## Start

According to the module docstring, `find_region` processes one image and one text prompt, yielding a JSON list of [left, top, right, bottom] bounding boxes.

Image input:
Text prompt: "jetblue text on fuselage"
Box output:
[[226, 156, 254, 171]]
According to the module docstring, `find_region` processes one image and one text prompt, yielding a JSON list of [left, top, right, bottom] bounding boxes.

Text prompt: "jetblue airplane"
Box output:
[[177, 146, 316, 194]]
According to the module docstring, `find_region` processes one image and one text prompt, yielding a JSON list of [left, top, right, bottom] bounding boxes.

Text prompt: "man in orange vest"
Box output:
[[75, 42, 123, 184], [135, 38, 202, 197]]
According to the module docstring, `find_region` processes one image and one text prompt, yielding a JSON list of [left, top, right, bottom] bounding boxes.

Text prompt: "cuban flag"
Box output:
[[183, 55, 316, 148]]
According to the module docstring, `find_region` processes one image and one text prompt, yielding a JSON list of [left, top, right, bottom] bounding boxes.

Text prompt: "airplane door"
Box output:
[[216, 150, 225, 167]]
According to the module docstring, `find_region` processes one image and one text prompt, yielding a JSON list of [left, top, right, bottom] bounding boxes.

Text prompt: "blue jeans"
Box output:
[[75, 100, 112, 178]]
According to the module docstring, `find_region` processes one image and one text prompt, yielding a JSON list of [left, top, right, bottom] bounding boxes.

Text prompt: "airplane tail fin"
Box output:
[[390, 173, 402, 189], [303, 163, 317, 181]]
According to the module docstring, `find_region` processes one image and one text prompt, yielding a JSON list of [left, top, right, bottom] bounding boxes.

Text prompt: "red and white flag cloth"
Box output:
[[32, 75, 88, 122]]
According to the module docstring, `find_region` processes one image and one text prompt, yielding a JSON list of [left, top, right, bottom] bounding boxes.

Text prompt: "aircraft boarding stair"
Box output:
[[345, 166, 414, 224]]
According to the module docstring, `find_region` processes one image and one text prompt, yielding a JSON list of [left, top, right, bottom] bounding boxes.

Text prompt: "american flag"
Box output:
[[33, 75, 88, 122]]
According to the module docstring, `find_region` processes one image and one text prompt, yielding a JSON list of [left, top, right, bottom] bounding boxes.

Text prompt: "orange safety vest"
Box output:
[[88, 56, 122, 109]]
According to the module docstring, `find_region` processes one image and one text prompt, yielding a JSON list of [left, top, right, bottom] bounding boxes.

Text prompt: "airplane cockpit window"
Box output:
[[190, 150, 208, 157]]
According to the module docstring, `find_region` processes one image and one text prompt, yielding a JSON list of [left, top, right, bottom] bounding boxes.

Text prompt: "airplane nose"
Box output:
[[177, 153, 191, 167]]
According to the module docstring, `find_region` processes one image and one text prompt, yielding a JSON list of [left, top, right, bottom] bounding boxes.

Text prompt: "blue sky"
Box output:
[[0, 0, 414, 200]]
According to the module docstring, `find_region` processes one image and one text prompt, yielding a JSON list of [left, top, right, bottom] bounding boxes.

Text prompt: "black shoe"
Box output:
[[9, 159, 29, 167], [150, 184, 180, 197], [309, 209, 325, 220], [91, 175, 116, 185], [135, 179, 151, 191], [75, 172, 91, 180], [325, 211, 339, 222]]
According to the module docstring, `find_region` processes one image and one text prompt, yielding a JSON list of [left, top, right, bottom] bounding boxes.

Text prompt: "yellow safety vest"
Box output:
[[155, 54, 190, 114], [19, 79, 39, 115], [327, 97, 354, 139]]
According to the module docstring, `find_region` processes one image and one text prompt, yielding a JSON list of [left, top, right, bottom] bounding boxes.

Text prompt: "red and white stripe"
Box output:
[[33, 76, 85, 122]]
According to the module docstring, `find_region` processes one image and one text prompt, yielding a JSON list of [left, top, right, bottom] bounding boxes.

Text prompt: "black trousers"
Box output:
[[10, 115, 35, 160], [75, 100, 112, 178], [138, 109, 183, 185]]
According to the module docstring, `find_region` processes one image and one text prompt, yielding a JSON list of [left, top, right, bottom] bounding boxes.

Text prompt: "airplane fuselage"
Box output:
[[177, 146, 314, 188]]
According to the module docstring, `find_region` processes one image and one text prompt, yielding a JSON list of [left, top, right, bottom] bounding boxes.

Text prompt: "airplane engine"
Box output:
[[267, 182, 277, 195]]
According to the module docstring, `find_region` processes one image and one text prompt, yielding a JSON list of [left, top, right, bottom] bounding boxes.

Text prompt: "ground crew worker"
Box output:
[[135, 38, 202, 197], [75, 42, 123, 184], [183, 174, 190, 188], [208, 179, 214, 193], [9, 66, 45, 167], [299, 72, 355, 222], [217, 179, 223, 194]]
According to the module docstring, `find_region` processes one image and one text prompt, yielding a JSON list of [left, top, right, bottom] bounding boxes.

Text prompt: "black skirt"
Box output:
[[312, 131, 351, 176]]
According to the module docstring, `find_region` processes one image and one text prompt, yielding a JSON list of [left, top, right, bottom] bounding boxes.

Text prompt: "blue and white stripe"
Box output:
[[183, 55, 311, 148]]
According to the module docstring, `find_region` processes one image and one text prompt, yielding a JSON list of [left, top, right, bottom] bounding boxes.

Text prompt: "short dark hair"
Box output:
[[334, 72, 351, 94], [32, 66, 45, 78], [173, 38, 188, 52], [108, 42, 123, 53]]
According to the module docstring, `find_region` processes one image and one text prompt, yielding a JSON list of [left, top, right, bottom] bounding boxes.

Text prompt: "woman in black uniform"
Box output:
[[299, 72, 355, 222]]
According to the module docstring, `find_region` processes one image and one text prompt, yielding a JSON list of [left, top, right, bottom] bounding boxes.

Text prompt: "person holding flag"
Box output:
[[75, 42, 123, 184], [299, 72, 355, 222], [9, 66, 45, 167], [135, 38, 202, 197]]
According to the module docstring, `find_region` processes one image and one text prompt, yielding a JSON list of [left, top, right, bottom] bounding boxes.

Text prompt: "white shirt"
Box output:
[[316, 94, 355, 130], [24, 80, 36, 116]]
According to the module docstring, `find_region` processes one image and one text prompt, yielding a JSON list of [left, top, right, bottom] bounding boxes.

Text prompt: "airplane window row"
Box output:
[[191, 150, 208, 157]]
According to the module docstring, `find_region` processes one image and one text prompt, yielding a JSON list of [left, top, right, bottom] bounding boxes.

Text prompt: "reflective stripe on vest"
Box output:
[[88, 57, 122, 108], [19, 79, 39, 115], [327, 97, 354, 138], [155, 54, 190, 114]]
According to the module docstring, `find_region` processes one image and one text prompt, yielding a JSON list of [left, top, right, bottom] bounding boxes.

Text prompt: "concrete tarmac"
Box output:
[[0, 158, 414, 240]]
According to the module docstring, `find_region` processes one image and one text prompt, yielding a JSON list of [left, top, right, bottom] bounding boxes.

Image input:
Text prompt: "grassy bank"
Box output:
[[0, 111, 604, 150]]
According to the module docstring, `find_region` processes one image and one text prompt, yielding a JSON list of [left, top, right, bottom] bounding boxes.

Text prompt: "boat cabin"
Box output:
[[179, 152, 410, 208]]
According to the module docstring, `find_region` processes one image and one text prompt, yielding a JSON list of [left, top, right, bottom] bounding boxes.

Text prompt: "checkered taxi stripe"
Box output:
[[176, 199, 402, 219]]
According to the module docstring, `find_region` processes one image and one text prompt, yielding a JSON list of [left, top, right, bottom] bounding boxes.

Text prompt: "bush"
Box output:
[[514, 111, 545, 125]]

## End

▶ Set exercise: Rewrite every record above, changing each "Box output" to "Detected boxes" and leaving everything else as it is.

▶ Complete answer:
According to the module docstring, `find_region` processes one image and one text prompt, yielding a JSON list of [left, top, right, bottom] bounding boxes.

Image input:
Text prompt: "jetblue text on fuselage"
Detected boxes:
[[226, 156, 254, 171]]
According to the module docstring, `find_region` processes one image and one text prompt, yielding a JSON list of [left, top, right, bottom] bounding boxes.

Text prompt: "jetblue airplane"
Detected boxes:
[[177, 146, 316, 194]]
According to the module docstring, `find_region` processes one image and one text prompt, yielding a JSON list of [left, top, right, bottom] bounding boxes.

Text prompt: "man in orange vest"
Detected boxes:
[[75, 42, 123, 184], [135, 38, 202, 197]]
According to the module docstring, `find_region` processes one image and one text prompt, yielding a JSON list of [left, top, right, bottom] bounding boxes.

Text prompt: "cuban flag"
Detected boxes:
[[183, 55, 316, 148]]
According to the module docstring, `find_region` processes one image and one text prompt, yielding a JSON list of [left, top, right, bottom] bounding boxes.

Text prompt: "airplane door"
Detected boxes:
[[216, 150, 225, 167]]
According to the module docstring, `find_region` processes one image and one text prompt, yielding a JSON list of [left, top, right, bottom] bounding boxes.

Text prompt: "blue jeans"
Detected boxes:
[[75, 100, 112, 178]]
According to the module docstring, `find_region` processes one image and one text prompt, yielding a JSON list of [left, top, right, bottom] bounding boxes.

Text prompt: "airplane tail fin"
Detected boxes:
[[390, 173, 402, 189], [303, 163, 317, 181]]
According to the module docstring, `find_region` processes one image and one text prompt, yielding a JSON list of [left, top, right, bottom] bounding boxes.

Text prompt: "red and white flag cloth"
Detected boxes:
[[32, 75, 88, 122]]
According to the module docstring, `find_region` processes one image and one text prompt, yielding a JSON list of [left, top, right, bottom] bounding boxes.

Text prompt: "aircraft boarding stair"
Detected boxes:
[[345, 166, 414, 224]]
According to the module docstring, `find_region` processes one image and one text prompt, yielding a JSON list of [left, top, right, bottom] bounding boxes.

Text prompt: "american flag"
Detected boxes:
[[33, 75, 88, 122]]
According to the module docstring, `find_region` processes one image and one text prompt, yielding a JSON list of [left, top, right, bottom] bounding boxes.

Text prompt: "orange safety vest"
Detected boxes:
[[88, 56, 122, 109]]
According to the module docstring, `find_region` processes one image and one text prompt, yielding a JSON list of [left, top, right, bottom] bounding boxes.

Text prompt: "airplane cockpit window"
Detected boxes:
[[190, 150, 208, 157]]
According to the module docstring, `find_region` processes one image and one text prompt, yielding a JSON list of [left, top, right, bottom] bounding boxes.

Text prompt: "airplane nose"
Detected boxes:
[[177, 153, 191, 167]]
According to the module docstring, `find_region` processes one image and one text prompt, yielding a JSON list of [left, top, right, bottom] bounding boxes.

Text prompt: "blue sky"
Detected boxes:
[[0, 0, 414, 200]]
According to the module docstring, `find_region` processes one image and one text prompt, yielding a JSON list of [left, top, right, bottom] bounding boxes.

Text prompt: "black shoe"
Detected boxes:
[[9, 159, 29, 167], [150, 184, 180, 197], [309, 209, 325, 220], [91, 175, 116, 185], [135, 179, 151, 191], [75, 172, 91, 180], [325, 211, 339, 222]]
According to the module docstring, `find_region` processes one image and one text prompt, yielding a JSON list of [left, top, right, bottom] bounding boxes.

Text prompt: "yellow safety vest"
Detected boxes:
[[155, 54, 190, 114], [19, 79, 39, 115], [327, 97, 354, 139]]
According to the module docstring, `find_region` processes one image and one text prompt, yielding a JSON list of [left, top, right, bottom] bounding boxes.

Text prompt: "red and white stripe"
Detected boxes:
[[33, 76, 85, 122]]
According to the module docstring, `find_region` processes one image and one text prompt, yielding a JSON list of [left, top, right, bottom] bounding boxes.

Text prompt: "black trousers"
Detected boxes:
[[10, 115, 35, 160], [75, 100, 112, 178], [138, 109, 183, 185]]
According to the module docstring, `find_region` processes one image and one text prompt, yielding a JSON list of [left, top, right, bottom] bounding boxes.

Text prompt: "airplane fuselage"
Detected boxes:
[[177, 146, 314, 188]]
According to the module docstring, `find_region` processes one image and one text prompt, yielding a JSON list of [left, top, right, bottom] bounding boxes.

Text prompt: "airplane engine"
Detected boxes:
[[267, 182, 277, 195]]
According to the module docstring, `find_region` processes one image and one text prompt, yielding a JSON list of [left, top, right, bottom] bounding boxes.

Text prompt: "ground crew worker"
Detected boxes:
[[135, 38, 202, 197], [75, 42, 123, 184], [183, 174, 190, 188], [208, 179, 214, 193], [9, 66, 45, 167], [299, 72, 355, 222], [217, 179, 223, 194]]
According to the module docstring, `find_region` processes one image and one text prompt, yielding a JSON list of [left, top, right, bottom] bounding boxes.

Text prompt: "black skirt"
Detected boxes:
[[312, 131, 351, 176]]
According to the module docstring, `find_region` processes one image and one text prompt, yielding a JSON list of [left, top, right, bottom] bounding boxes.

Text prompt: "blue and white stripe"
Detected boxes:
[[183, 55, 311, 148]]
According to the module docstring, `find_region` processes one image and one text prompt, yielding a JSON list of [left, top, right, bottom] bounding boxes.

Text prompt: "short dark hair"
Detected boxes:
[[334, 72, 351, 94], [32, 66, 45, 78], [173, 38, 188, 52], [108, 42, 123, 53]]
According to the module docstring, `find_region` processes one image and one text prompt, yielding a JSON list of [left, top, right, bottom] bounding boxes.

Text prompt: "woman in black uniform"
Detected boxes:
[[299, 72, 355, 222]]
According to the module docstring, `find_region` processes one image and one text prompt, yielding a JSON list of [left, top, right, bottom] bounding boxes.

Text prompt: "person holding flag"
Detected boxes:
[[75, 42, 123, 184], [299, 72, 355, 222], [9, 66, 45, 167], [135, 38, 202, 197]]
According to the module docstring, `find_region` processes one image and one text prompt, yielding a JSON list of [left, top, right, bottom] bounding boxes.

Text prompt: "white shirt"
Detected boxes:
[[316, 94, 355, 130], [24, 80, 36, 116]]
According to the module docstring, `find_region` processes one image and one text prompt, yielding a JSON list of [left, top, right, bottom] bounding boxes.

Text prompt: "airplane window row"
Detected boxes:
[[191, 150, 208, 157]]
According to the module docstring, `find_region` processes one image and one text prompt, yielding a JSON list of [left, top, right, bottom] bounding boxes.

Text prompt: "reflective stripe on vest"
Detected boxes:
[[88, 57, 122, 108], [19, 79, 39, 115], [327, 97, 354, 138], [155, 54, 190, 114]]
According to the module docstring, `find_region` processes one image and one text prompt, yielding a JSON list of [left, top, right, bottom] bounding boxes.

Text prompt: "concrete tarmac"
Detected boxes:
[[0, 158, 414, 240]]
According to the module docstring, `find_region` processes one image and one text prompt, yielding a JSON list of [left, top, right, bottom] bounding boxes.

Image input:
Text prompt: "grassy bank"
Detected boxes:
[[0, 111, 604, 150]]
According to the module docstring, `find_region` processes one image and one text prompt, yielding a JSON list of [left, top, right, bottom] bounding boxes.

Text prompt: "boat cabin"
Detected boxes:
[[179, 152, 410, 208]]
According to the module docstring, `find_region` processes one image and one text prompt, yielding a JSON list of [left, top, right, bottom] bounding boxes.

Text prompt: "checkered taxi stripe"
Detected boxes:
[[176, 199, 402, 219]]
According to the module docstring, `find_region` processes one image and one text prompt, yielding a JSON list of [left, top, right, bottom] bounding boxes.

Text prompt: "bush"
Detected boxes:
[[514, 111, 545, 125]]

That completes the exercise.